── Provided data

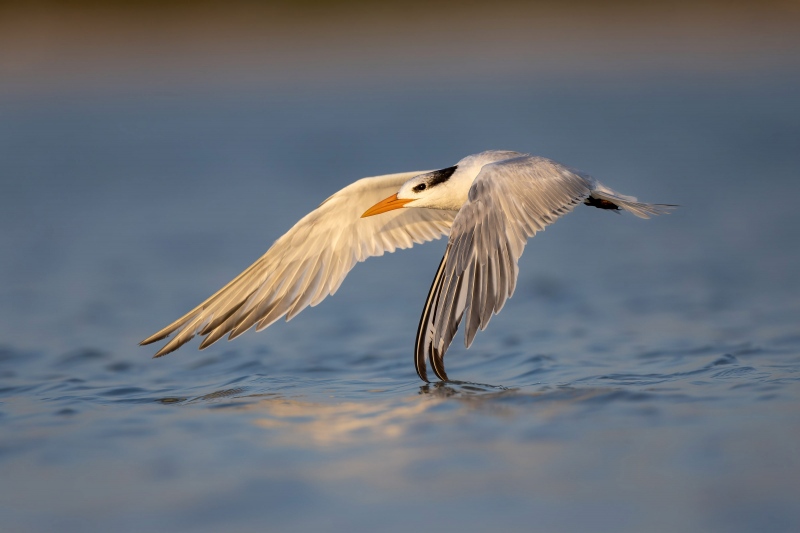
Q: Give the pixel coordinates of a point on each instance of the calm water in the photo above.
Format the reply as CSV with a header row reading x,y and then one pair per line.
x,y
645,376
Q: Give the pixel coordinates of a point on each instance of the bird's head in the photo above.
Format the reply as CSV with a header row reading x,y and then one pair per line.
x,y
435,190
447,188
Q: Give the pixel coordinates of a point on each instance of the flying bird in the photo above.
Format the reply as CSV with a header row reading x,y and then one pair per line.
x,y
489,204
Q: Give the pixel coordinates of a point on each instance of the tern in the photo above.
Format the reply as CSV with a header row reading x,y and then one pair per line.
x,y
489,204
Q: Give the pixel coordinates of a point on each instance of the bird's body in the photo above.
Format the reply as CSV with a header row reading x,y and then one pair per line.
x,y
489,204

────

Work item: Wherever the string "pixel" appears in the data above, report the whole line.

Exercise answer:
Q: Give the pixel coordinates of a point on each instance of the calm water in the photo above.
Q: Give the pixel coordinates of a point on each instance of the bird's head in the photo above.
Q: Give the pixel coordinates of a point on each instance of the flying bird in the photo above.
Q: Give the pixel coordinates of a point on each instance of the tern in the photo above.
Q: Give the pixel coordinates of a point on each instance of the bird's body in the photo above.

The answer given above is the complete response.